Scan the entries for the word "instance" and return every line that has it.

- Entries shown:
- - -

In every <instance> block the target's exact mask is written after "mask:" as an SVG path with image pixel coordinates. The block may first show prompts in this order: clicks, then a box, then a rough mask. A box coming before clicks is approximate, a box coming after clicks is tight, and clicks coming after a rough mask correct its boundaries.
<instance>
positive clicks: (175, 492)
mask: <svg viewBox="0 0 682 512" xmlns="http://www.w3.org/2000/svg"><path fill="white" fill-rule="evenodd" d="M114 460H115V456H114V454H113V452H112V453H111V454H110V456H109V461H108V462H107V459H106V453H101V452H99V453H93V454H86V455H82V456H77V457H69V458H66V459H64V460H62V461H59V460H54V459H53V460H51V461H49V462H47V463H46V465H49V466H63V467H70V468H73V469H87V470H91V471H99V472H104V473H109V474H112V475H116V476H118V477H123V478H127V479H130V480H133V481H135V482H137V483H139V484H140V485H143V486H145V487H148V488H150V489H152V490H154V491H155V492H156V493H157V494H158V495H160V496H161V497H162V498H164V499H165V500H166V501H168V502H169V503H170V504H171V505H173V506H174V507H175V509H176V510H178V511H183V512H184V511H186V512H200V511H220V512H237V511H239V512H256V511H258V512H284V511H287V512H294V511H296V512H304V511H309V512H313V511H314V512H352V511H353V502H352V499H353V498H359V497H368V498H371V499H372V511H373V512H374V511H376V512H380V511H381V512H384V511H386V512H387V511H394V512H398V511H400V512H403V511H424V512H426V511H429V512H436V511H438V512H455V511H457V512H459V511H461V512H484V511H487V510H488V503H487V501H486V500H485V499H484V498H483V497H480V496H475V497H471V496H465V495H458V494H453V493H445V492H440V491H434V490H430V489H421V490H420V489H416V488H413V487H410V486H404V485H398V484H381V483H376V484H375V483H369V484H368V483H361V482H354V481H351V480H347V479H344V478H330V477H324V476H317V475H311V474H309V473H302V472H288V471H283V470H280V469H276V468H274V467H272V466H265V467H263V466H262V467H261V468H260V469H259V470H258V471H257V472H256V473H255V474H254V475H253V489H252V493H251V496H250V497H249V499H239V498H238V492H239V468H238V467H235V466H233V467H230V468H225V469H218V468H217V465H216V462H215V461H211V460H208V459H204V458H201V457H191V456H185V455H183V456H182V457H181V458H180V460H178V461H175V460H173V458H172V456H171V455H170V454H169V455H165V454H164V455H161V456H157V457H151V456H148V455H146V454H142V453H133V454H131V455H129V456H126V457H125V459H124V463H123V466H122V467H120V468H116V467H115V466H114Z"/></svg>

- - -

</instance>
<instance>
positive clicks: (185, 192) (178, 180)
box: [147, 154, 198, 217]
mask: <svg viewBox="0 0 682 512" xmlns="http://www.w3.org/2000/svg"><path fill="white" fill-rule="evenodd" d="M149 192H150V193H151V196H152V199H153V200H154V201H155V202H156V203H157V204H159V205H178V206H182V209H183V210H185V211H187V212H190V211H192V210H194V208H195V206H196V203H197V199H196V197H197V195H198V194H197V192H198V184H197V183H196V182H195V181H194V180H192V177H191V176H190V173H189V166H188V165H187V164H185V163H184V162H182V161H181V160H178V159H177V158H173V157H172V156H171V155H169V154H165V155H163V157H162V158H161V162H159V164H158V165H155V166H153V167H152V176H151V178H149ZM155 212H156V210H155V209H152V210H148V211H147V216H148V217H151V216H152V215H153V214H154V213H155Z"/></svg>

- - -

- Reply to the task:
In every <instance> block the target's exact mask is written after "mask:" as an SVG path with image pixel coordinates. The block may first show prompts in this order: clicks, then a box, then a rough mask. A box coming before clicks is approximate, a box coming after clicks is tight, and clicks coming after a rough mask correct its boundaries.
<instance>
</instance>
<instance>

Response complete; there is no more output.